EXERCISE REQUIREMENTS:
1. Say whether each statement agrees with the GAN introduction below, giving yes or no and quoting the words from it that decide: (a) GANs can produce samples in parallel. (b) Like RBMs, GANs depend on Markov Chains. (c) For non-linear ICAs, the generator has to be invertible.
2. Extend the GAN introduction below, picking up right after its final sentence.
=== READING PASSAGE ===
# A Fast Introduction to GAN by Ege Beyazit
In this notebook, we study GAN: Generative Adversarial Networks (Goodfelllow, 2014). We try to highlight the most important properties in order to jump into GAN research ASAP.

The list of references we use for this notebook is:
1. NIPS'16 Tutorial on how GANs work: https://arxiv.org/abs/1701.00160
2. An Annotated Proof of GANs: https://srome.github.io/An-Annotated-Proof-of-Generative-Adversarial-Networks-with-Implementation-Notes/
3. NIPS'16 Tutorial on how to train GANs: https://github.com/soumith/ganhacks
4. Learning Class-Conditional GANs with Active Sampling, KDD'19: https://www.kdd.org/kdd2019/accepted-papers/view/learning-class-conditional-gans-with-active-sampling
5. Improved Techniques for Training GANs (1000+ citations): https://arxiv.org/pdf/1606.03498.pdf
## 0. Why use GANs?
GANs were designed to avoid some common disadvantages of other generative models. Specifically:
1. They can generate samples in parallel, unlike the models like FVBNs that require sequential sampling to converge.
2. The generator function has very few restrictions unlike RBMs (can only use the distributions that admits Markov Chain sampling) and non-linear ICAs (generator must be invertible and latent code must have the same dimensionality as the input).
3. No Markov Chains are needed, unlike RBMs and GSNs.
4. No variational bound is needed. Some model families can be used with GANs are known to be asymptotically consistent -> universal approximators.
=== SUPPLIED RECORDS ===
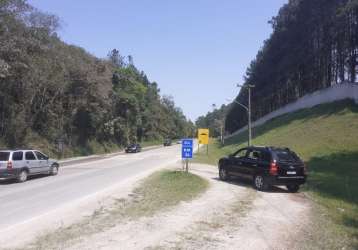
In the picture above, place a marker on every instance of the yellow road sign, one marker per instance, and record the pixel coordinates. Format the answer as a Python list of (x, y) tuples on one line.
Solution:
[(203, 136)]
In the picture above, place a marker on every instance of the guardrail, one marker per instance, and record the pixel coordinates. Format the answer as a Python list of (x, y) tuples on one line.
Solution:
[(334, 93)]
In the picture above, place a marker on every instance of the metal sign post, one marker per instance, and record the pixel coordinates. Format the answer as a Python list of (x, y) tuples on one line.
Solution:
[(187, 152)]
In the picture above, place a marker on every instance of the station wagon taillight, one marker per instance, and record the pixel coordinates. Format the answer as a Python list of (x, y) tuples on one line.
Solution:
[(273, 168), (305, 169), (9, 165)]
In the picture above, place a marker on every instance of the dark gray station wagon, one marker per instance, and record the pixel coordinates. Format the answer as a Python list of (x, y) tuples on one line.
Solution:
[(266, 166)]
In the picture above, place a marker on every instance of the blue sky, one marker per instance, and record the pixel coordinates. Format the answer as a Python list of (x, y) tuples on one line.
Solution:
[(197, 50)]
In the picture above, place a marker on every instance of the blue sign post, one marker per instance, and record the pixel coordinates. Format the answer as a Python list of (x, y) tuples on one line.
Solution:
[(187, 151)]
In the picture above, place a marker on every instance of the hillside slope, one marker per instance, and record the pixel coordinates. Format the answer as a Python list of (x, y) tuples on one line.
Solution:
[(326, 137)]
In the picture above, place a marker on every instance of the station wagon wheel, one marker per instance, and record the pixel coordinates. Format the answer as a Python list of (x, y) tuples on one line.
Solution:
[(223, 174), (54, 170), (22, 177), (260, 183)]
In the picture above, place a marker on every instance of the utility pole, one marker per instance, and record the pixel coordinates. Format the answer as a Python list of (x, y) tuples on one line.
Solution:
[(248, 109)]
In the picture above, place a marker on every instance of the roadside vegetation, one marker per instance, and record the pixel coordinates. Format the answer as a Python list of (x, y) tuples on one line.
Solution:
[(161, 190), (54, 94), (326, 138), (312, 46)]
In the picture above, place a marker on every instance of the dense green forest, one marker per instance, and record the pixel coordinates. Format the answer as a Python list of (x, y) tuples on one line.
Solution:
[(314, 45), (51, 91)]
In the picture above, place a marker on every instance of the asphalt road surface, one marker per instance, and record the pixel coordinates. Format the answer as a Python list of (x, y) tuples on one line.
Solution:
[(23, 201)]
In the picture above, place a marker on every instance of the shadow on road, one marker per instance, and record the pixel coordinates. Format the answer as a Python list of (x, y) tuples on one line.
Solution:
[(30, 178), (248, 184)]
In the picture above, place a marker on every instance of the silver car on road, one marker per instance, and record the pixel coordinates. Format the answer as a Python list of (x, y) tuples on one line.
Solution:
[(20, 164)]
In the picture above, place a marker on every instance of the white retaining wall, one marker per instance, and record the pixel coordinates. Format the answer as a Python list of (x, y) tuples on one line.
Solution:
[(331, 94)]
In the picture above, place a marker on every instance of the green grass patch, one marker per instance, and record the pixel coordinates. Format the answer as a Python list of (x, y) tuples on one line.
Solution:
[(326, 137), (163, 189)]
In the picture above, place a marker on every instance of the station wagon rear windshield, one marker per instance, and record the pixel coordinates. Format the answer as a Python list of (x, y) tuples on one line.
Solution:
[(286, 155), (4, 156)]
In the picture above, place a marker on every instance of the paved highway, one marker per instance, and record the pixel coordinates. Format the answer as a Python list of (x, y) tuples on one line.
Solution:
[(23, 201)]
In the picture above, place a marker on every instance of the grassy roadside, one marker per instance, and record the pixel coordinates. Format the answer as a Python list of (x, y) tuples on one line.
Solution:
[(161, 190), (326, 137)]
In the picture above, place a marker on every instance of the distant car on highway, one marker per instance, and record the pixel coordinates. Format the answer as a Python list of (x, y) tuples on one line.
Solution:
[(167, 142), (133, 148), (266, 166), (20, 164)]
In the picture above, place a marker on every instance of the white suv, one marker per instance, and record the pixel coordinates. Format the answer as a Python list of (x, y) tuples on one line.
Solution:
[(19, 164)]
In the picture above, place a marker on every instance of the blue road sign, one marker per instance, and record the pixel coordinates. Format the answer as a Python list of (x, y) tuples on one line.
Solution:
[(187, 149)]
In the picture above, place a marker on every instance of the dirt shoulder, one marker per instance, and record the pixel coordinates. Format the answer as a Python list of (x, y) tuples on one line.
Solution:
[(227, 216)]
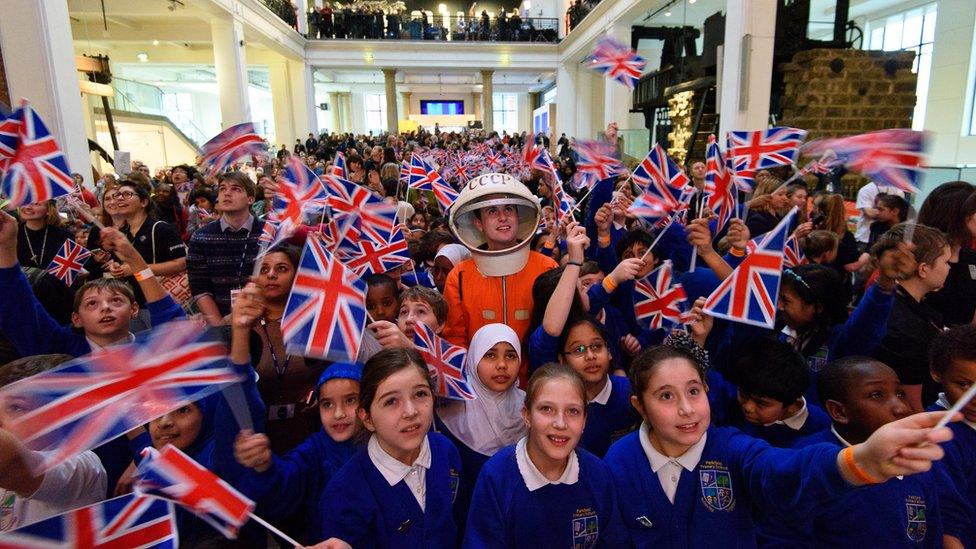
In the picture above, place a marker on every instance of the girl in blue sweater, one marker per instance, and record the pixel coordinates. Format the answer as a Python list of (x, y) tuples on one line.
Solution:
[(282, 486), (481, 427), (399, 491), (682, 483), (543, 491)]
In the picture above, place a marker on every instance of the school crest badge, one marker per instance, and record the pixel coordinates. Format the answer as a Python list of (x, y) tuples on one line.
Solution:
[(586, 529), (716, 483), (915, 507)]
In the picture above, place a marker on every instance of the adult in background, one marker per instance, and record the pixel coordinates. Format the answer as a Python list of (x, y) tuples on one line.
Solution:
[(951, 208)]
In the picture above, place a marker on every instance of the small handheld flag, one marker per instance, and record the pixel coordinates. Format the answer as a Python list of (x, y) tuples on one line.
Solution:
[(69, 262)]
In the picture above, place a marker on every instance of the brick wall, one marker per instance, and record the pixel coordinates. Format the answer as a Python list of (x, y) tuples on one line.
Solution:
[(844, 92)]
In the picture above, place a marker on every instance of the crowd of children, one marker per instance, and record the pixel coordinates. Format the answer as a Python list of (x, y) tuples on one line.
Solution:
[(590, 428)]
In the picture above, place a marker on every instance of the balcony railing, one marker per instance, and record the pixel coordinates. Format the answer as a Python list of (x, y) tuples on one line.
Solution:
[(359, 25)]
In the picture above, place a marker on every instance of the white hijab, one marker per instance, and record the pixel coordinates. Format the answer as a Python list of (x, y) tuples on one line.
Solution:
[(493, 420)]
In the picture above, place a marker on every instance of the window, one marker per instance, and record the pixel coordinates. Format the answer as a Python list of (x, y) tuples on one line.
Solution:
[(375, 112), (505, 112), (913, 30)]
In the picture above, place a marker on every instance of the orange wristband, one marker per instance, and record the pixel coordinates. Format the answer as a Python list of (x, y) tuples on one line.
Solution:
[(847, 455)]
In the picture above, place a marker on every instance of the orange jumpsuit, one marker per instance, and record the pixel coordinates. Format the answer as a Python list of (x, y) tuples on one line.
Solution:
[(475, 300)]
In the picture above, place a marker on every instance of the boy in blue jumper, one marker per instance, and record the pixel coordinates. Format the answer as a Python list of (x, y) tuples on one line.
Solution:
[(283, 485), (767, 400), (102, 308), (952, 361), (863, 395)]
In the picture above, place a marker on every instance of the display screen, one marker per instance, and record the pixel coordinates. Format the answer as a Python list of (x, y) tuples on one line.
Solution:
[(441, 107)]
===
=== SUPPLIED RECORDS ===
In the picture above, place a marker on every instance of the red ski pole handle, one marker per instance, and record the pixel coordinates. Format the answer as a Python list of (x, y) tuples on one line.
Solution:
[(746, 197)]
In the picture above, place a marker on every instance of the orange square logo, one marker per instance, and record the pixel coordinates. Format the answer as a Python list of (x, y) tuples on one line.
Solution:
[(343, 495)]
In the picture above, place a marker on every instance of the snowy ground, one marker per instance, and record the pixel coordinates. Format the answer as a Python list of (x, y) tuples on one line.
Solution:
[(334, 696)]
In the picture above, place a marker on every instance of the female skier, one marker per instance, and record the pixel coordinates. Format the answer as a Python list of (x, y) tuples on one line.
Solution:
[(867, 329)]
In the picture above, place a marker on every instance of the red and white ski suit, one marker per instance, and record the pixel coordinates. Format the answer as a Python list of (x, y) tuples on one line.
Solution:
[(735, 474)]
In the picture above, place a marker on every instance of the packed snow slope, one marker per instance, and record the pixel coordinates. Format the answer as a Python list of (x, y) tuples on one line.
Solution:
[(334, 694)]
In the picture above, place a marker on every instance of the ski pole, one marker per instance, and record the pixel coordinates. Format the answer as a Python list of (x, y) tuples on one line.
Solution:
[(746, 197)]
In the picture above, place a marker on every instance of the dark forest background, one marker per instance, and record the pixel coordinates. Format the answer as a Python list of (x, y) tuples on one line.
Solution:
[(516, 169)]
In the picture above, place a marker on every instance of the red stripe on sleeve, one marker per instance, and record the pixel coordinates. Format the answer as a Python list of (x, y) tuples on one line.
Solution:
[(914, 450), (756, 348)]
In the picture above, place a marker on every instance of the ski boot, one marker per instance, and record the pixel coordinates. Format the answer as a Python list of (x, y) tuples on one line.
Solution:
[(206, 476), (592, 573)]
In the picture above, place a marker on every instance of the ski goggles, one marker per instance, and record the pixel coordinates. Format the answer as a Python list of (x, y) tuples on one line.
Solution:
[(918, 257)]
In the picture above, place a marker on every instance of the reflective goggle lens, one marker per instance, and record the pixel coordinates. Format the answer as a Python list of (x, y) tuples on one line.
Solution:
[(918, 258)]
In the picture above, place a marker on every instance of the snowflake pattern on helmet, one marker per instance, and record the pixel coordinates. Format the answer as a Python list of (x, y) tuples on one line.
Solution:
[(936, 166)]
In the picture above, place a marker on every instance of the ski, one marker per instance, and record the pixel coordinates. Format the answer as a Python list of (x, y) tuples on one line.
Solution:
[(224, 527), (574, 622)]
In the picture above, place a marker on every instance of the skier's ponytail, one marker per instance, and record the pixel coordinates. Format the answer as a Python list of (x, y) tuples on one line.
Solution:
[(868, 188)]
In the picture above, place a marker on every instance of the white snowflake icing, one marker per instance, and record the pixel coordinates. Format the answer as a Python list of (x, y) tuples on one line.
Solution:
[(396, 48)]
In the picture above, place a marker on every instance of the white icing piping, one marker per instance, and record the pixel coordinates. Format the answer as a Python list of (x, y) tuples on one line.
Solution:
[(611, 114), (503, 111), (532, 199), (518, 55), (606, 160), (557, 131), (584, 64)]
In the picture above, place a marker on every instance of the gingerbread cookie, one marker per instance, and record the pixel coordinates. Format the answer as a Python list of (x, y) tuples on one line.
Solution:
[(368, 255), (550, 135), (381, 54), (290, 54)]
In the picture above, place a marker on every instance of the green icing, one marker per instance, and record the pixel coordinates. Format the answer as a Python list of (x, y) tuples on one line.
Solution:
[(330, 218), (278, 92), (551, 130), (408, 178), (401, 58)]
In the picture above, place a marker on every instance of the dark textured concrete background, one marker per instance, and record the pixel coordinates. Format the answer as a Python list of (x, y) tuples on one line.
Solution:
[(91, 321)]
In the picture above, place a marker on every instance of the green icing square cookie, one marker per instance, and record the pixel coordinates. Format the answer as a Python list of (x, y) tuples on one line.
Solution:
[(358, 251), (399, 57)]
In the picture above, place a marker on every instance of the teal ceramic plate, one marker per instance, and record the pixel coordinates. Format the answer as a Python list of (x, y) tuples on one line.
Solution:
===
=== SUPPLIED RECORDS ===
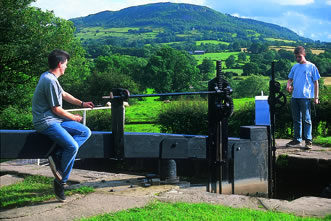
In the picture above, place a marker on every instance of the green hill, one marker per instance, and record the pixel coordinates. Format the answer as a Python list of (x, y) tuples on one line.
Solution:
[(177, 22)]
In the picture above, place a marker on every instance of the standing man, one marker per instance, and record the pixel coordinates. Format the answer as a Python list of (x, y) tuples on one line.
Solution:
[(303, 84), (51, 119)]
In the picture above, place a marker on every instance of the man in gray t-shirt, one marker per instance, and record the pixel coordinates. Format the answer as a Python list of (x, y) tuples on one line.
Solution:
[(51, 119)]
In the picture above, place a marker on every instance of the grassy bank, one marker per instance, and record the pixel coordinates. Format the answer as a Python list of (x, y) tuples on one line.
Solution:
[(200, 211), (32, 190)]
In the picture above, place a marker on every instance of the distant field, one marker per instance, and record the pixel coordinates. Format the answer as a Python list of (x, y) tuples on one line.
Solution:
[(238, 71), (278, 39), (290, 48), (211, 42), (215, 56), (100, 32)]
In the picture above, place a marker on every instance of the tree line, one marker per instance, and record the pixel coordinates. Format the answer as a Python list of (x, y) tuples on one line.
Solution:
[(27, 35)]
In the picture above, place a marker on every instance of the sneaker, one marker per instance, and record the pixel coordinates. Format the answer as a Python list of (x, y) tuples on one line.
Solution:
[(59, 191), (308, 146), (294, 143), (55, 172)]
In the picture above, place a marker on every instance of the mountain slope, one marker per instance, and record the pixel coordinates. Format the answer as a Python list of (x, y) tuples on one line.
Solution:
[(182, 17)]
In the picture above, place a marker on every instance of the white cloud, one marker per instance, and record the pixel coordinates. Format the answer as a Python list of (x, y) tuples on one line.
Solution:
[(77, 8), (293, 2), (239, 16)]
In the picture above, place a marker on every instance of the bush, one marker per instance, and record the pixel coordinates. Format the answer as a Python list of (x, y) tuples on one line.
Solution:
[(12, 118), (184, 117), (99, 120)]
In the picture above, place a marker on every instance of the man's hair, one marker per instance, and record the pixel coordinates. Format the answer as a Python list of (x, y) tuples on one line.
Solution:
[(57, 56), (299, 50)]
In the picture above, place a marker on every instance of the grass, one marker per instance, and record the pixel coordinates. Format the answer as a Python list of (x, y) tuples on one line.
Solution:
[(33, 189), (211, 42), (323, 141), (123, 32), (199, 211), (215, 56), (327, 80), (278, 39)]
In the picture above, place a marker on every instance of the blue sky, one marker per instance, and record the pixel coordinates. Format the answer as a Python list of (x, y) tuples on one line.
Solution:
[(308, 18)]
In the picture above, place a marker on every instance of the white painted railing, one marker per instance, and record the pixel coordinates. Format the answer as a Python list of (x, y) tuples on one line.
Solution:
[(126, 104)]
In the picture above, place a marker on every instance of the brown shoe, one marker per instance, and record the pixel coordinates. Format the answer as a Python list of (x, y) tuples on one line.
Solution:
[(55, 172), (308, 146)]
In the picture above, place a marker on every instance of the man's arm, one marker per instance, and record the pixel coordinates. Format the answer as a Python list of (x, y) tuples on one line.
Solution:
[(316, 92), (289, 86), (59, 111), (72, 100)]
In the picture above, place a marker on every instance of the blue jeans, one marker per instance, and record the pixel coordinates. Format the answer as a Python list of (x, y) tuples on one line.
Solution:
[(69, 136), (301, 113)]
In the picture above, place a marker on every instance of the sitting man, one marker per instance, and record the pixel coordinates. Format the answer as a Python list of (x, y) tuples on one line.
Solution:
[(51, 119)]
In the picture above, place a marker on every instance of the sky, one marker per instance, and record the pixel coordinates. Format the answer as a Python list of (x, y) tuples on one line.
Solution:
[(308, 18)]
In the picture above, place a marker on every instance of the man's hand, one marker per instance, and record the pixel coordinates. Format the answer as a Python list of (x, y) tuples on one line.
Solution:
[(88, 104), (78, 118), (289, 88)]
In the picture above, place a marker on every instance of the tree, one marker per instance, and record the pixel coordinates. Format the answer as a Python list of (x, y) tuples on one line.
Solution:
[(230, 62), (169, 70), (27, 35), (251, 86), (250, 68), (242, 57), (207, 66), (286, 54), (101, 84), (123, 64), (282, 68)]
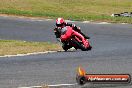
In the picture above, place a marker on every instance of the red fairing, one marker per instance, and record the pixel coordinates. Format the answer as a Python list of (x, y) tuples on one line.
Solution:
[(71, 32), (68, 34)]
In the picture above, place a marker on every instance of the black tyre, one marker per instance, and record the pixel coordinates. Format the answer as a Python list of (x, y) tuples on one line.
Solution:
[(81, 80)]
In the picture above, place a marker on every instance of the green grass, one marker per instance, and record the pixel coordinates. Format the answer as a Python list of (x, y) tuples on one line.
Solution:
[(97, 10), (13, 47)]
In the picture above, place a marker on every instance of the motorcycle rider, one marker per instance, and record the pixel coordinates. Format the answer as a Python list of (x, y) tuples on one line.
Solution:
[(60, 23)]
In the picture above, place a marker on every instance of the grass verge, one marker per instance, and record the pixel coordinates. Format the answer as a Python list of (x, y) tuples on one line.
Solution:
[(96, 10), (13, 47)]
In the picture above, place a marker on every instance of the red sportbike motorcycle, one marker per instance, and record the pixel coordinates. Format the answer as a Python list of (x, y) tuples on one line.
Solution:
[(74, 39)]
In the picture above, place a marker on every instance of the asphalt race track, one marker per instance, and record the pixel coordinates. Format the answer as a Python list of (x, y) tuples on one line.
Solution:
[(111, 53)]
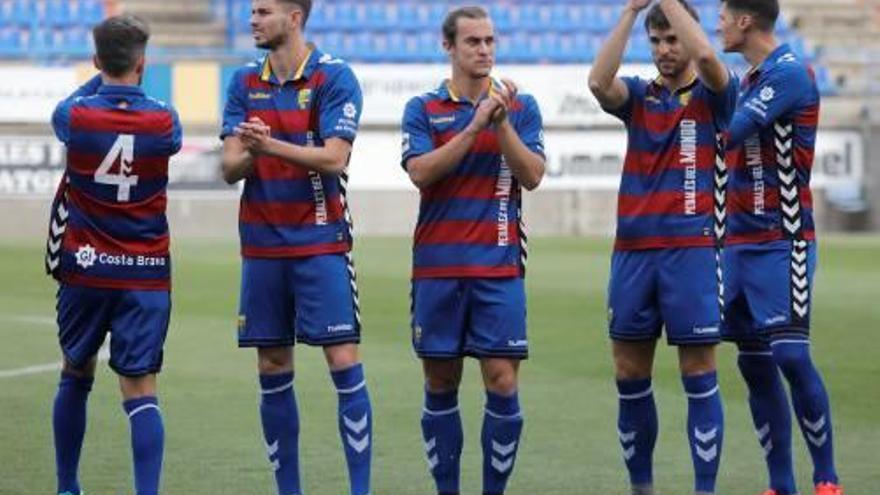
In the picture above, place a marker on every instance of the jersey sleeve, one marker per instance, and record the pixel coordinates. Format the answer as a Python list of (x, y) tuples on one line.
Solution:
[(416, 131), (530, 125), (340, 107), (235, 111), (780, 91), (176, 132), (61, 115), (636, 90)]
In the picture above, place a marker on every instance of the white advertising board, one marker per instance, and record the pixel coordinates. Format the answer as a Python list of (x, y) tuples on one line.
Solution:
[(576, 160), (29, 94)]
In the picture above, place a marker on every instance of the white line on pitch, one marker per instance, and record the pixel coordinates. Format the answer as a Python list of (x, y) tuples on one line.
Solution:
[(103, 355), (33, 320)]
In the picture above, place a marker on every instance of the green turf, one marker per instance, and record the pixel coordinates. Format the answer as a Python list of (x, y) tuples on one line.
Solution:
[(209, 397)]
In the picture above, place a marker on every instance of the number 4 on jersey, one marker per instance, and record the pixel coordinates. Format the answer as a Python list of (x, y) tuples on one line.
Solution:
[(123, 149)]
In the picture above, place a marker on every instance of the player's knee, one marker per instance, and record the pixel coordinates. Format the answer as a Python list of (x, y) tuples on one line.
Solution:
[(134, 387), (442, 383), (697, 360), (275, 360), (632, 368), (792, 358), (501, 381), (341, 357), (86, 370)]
===
TASK ANSWERS:
1.
(a) Yes: "They can generate samples in parallel"
(b) No: "No Markov Chains are needed, unlike RBMs and GSNs."
(c) Yes: "generator must be invertible"

2.
5. GANs usually produce better samples than other generators.

## 1. How do GANs work?
1. GAN framework is a game between two players: 
  - *generator*: tries to create samples that look like the training data, and 
  - *discriminator*: tries to determine whether the samples are real or fake.

2. GANs are structured (z -> x, directed where every latent variable influences every observed variable) probabilistic models containing latent variables $\mathbf{z}$ and observed variables $\mathbf{x}$.
3. The two players are represented by two functions. Both of them are differentiable w.r.t. both the inputs and their parameters:
  - Generator: $G(\mathbf{z}; \mathbf{\theta}^{(G)})$, where $\mathbf{z}$ is input noise and $\mathbf{\theta}^{(G)}$ are the model parameters,
  - Discriminator: $D(\mathbf{x}; \mathbf{\theta}^{(D)})$, where $\mathbf{x}$ are the observed variables and $\mathbf{\theta}^{(D)}$ are the model parameters.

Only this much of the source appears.